Cited by 20 opinions  |  Published

Gary L. Sanders of Pattillo, McKeever & Bice, P.A., Ocala, for Appellant.

Roger B. Butcher and Gus R. Benitez of Benitez & Butcher, P.A., Orlando, for Appellee.

THOMPSON, Judge.

Frances Thompson Knoizen appeals a final order denying her motion for new trial following a verdict for Jenina M. Bruegger in a personal injury case. Knoizen raises several issues on appeal, only one of which is discussed as the others have no merit. We affirm.

Bruegger was severely injured when her motorcycle collided head-on with the Knoizen's car. The medical evidence presented during the trial established that Bruegger was severely injured. After the accident, Bruegger's bladder was lying in the sand. She suffered an open book pelvis injury and five major pelvic fractures. As a result of the accident, she also sustained a very extensive vaginal laceration. Bones protruded into her skin and into the vaginal wound. Other injuries included a broken femur and an open wrist fracture. She lost physical support for her bladder, and her bladder and uterus are prolapsed.

[Collected data]
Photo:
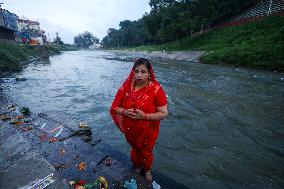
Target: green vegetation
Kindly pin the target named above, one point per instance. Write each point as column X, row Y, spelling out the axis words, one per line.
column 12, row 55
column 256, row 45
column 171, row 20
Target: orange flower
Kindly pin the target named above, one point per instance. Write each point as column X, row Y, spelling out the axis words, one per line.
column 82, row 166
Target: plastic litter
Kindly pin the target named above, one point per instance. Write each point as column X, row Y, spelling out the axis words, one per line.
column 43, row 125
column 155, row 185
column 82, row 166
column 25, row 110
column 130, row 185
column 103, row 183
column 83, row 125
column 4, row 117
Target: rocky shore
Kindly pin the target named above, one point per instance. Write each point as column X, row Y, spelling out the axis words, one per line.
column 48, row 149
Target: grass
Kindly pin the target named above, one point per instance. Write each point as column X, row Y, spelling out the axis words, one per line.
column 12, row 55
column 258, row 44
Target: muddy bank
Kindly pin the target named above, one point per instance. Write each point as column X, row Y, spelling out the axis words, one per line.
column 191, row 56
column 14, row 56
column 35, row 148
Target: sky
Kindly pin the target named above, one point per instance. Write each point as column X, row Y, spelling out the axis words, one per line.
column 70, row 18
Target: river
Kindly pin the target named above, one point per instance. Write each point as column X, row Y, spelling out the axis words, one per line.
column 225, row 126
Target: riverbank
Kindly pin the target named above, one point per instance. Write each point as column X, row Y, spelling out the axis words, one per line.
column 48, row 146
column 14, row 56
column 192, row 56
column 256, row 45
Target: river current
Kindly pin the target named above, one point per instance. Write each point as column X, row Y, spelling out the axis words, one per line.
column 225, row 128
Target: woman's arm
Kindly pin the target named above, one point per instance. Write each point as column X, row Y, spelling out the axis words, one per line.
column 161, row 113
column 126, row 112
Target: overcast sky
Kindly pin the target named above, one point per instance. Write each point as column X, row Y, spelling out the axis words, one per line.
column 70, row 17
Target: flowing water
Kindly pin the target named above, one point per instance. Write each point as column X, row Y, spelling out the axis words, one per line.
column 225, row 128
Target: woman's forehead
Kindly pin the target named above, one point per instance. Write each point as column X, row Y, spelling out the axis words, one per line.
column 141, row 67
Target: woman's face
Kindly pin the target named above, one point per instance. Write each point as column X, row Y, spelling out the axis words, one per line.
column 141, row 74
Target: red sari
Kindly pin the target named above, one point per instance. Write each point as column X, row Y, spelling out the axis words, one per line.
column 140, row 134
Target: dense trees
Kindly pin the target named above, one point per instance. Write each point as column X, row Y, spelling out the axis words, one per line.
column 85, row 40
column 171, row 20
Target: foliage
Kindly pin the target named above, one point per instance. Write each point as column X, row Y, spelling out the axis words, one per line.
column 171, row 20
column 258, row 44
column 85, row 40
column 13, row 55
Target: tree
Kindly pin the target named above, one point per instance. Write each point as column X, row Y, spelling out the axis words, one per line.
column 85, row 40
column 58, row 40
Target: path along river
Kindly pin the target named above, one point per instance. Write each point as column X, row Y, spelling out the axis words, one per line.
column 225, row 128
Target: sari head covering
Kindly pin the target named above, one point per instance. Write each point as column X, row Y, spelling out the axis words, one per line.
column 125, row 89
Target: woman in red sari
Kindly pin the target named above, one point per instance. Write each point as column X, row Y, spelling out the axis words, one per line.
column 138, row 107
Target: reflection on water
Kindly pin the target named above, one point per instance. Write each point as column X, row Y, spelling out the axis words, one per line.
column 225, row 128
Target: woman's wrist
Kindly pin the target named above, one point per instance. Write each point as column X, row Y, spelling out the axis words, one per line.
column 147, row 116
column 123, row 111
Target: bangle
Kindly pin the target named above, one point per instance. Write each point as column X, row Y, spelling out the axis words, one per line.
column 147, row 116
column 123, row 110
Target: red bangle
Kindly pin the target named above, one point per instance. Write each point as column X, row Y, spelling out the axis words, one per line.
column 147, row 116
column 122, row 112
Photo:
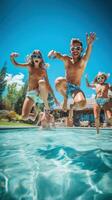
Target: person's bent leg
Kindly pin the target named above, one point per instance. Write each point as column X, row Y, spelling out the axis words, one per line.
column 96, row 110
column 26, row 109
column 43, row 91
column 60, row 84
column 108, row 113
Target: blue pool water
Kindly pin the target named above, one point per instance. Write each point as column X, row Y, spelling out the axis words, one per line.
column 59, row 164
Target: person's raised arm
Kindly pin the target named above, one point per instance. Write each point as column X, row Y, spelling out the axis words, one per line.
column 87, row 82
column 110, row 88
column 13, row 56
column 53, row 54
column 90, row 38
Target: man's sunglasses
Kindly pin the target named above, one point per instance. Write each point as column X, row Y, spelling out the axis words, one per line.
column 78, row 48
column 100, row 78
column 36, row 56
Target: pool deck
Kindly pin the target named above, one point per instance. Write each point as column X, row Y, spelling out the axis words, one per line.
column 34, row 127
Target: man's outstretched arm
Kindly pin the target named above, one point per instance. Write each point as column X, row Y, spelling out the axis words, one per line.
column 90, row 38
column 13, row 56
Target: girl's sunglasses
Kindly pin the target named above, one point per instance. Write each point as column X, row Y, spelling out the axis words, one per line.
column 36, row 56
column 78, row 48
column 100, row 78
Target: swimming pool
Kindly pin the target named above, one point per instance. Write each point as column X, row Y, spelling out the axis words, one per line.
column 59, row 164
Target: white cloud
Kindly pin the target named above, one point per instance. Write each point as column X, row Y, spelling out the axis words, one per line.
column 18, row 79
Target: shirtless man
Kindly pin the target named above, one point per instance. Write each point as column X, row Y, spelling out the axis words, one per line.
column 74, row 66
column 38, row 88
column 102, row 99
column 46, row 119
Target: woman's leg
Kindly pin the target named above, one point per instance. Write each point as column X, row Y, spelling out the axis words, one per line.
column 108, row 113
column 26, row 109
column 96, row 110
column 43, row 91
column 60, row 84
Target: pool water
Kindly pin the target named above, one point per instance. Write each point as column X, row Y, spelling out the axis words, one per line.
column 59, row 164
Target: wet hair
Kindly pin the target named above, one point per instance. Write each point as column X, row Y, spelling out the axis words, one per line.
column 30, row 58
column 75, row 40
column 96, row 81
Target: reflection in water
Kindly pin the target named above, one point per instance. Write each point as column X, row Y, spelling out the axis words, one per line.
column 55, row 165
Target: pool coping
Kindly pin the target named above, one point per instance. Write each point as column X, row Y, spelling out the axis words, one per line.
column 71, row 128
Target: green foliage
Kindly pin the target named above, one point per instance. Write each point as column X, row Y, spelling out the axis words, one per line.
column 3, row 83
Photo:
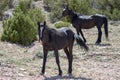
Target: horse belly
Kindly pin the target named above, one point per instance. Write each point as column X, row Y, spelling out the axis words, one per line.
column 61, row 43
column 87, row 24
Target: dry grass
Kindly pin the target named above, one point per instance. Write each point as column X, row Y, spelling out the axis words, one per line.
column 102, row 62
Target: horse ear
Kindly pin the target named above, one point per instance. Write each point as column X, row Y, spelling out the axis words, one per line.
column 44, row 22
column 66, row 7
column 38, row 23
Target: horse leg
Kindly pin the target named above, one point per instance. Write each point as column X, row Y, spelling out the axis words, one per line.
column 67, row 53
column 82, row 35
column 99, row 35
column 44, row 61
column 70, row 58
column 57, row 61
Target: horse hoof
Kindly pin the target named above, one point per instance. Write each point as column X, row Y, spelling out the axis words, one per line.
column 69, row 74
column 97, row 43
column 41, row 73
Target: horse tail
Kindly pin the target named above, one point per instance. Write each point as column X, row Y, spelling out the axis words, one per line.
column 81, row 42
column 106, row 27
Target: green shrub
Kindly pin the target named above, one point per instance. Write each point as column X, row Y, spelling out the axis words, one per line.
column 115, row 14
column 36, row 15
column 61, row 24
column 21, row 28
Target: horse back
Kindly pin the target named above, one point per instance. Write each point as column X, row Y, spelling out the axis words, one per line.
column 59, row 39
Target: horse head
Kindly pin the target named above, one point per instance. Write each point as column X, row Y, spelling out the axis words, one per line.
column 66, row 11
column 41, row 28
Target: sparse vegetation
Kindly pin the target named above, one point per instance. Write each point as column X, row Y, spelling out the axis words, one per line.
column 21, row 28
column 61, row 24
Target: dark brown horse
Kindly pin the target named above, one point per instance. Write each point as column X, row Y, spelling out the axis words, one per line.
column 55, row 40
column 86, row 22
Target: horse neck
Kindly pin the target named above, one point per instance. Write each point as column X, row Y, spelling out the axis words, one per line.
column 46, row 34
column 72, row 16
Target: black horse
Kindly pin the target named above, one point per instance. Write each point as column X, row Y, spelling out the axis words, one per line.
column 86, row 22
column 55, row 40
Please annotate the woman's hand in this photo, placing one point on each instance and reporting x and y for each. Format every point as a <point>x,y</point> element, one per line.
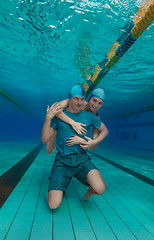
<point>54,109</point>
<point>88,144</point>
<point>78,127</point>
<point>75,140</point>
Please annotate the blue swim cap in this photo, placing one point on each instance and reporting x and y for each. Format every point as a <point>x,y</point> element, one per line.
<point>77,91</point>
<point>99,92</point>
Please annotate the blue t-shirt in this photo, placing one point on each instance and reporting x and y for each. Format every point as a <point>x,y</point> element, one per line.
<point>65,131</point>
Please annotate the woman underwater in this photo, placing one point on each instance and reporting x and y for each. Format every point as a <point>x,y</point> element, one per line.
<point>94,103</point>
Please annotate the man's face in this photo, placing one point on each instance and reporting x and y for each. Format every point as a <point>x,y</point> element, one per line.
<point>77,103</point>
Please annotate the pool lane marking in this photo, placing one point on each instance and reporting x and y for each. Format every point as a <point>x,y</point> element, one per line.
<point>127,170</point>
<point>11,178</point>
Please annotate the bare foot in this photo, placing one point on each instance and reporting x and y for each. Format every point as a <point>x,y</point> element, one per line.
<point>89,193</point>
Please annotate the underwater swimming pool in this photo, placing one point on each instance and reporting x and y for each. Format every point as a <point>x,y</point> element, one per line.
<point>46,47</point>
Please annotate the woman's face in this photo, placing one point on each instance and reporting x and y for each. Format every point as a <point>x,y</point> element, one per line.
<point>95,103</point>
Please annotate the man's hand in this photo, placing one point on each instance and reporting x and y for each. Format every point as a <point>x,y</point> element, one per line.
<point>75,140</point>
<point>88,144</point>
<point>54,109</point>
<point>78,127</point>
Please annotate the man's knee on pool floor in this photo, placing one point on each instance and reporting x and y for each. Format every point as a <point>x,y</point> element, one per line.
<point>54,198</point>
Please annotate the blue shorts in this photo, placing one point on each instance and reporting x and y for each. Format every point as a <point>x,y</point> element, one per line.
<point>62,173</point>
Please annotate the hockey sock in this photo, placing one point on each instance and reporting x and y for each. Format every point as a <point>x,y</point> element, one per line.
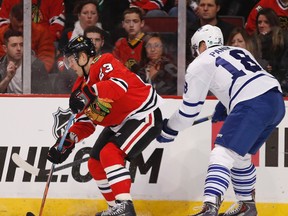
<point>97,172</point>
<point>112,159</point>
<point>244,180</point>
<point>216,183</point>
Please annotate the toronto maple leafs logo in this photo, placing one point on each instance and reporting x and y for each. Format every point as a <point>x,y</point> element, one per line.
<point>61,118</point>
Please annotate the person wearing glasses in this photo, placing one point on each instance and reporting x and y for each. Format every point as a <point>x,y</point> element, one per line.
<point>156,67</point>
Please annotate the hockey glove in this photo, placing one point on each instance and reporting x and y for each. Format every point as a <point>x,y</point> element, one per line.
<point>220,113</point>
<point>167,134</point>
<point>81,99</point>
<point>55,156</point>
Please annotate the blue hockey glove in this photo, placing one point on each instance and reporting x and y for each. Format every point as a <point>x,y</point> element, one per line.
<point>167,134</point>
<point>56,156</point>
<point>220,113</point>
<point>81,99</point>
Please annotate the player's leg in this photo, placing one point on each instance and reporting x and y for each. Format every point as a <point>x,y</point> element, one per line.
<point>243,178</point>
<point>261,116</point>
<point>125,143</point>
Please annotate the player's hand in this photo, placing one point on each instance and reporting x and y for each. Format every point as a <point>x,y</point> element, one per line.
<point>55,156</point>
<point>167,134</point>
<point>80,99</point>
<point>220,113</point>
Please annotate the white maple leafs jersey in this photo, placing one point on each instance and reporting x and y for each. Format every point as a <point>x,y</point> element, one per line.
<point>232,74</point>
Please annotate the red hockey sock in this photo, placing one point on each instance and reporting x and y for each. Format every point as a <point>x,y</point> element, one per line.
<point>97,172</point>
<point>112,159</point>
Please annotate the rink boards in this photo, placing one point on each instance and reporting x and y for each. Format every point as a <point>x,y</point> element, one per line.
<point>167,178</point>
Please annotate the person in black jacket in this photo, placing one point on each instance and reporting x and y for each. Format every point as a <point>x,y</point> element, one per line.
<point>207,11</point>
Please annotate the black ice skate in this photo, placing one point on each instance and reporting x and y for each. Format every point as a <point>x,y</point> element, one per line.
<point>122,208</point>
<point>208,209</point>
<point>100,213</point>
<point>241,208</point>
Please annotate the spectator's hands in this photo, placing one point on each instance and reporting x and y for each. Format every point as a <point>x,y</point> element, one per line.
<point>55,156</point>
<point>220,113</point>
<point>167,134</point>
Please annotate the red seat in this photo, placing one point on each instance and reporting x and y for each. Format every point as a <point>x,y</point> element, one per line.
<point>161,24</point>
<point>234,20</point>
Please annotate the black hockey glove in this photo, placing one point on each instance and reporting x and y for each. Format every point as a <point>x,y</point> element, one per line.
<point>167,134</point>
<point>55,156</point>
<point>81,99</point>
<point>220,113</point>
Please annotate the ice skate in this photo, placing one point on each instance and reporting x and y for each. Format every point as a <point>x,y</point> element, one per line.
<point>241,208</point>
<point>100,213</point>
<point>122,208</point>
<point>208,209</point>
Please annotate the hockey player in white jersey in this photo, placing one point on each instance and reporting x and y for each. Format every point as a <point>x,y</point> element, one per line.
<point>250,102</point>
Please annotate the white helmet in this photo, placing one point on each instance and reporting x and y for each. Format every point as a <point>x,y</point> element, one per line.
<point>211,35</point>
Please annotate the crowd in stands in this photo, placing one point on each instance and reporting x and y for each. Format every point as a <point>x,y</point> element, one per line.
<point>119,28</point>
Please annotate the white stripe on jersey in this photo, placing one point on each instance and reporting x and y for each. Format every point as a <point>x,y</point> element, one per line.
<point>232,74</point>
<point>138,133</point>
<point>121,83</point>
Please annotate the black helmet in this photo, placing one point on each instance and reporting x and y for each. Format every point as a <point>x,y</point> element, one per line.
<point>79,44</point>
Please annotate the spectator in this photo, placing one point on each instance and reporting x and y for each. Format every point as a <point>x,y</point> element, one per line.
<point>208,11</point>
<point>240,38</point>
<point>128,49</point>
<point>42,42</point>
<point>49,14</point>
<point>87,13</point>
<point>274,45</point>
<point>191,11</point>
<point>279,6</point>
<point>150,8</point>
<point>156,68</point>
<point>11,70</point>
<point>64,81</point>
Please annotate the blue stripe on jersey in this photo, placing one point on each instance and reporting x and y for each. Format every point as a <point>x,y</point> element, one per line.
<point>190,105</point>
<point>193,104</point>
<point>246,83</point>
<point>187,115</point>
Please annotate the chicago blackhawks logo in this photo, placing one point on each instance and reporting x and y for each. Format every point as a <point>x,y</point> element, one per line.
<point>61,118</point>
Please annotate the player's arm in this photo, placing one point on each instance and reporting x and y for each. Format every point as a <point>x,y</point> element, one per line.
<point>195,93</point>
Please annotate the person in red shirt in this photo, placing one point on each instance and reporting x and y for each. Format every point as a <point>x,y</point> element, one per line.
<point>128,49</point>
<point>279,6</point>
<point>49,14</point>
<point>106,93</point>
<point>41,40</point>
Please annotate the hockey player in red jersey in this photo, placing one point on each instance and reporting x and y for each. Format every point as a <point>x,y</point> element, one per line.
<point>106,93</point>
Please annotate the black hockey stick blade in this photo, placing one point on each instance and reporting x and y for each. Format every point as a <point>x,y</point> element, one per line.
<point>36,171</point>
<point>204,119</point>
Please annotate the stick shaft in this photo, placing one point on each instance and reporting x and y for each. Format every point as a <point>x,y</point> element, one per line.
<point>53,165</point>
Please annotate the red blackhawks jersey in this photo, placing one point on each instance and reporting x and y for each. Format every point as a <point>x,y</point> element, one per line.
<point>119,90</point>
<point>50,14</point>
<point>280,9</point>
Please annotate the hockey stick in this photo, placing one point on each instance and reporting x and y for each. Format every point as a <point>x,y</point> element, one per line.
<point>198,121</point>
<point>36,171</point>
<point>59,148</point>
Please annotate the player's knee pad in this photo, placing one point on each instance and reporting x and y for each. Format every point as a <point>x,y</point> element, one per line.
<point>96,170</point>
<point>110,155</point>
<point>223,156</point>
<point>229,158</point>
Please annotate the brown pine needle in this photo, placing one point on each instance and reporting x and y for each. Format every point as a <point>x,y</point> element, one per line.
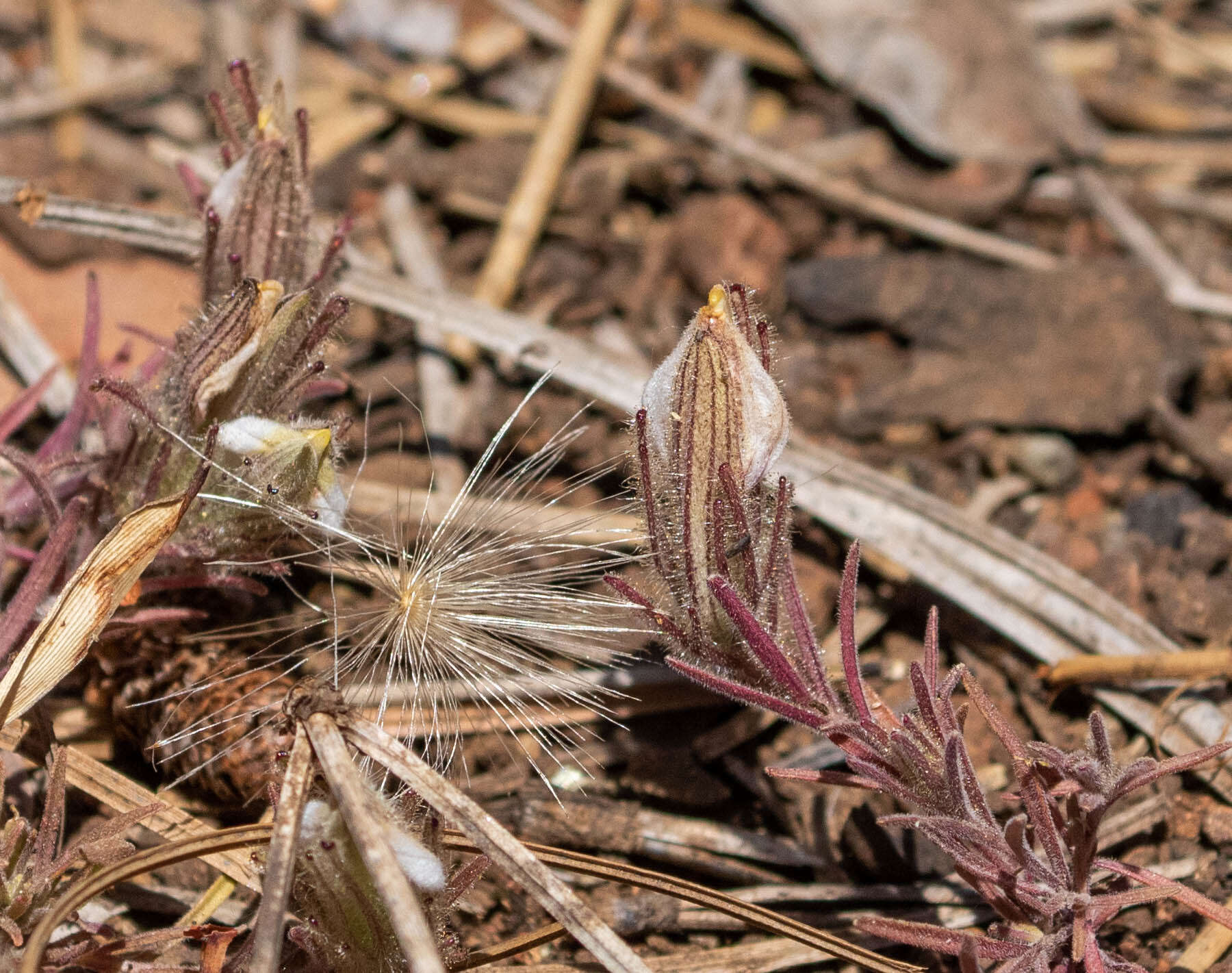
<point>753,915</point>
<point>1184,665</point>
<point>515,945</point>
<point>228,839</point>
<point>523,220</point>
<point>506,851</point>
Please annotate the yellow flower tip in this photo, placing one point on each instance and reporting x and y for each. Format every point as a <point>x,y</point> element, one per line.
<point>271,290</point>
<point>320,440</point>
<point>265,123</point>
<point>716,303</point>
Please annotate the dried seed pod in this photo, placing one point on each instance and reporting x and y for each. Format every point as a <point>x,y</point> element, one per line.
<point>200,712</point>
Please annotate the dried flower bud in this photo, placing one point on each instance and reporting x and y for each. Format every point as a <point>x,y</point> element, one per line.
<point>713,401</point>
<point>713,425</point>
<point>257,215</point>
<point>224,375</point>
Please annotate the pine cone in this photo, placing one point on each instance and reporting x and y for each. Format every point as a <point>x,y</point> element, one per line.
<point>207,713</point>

- [Brief A]:
Quote the court opinion from "THOMPSON, Judge." through "uterus are prolapsed.".
- [Brief B]:
According to the court opinion, what order does Knoizen appeal?
Rely only on the court opinion.

- [Response area A]:
THOMPSON, Judge.

Frances Thompson Knoizen appeals a final order denying her motion for new trial following a verdict for Jenina M. Bruegger in a personal injury case. Knoizen raises several issues on appeal, only one of which is discussed as the others have no merit. We affirm.

Bruegger was severely injured when her motorcycle collided head-on with the Knoizen's car. The medical evidence presented during the trial established that Bruegger was severely injured. After the accident, Bruegger's bladder was lying in the sand. She suffered an open book pelvis injury and five major pelvic fractures. As a result of the accident, she also sustained a very extensive vaginal laceration. Bones protruded into her skin and into the vaginal wound. Other injuries included a broken femur and an open wrist fracture. She lost physical support for her bladder, and her bladder and uterus are prolapsed.

- [Response area B]:
She appeals a final order denying her motion for new trial.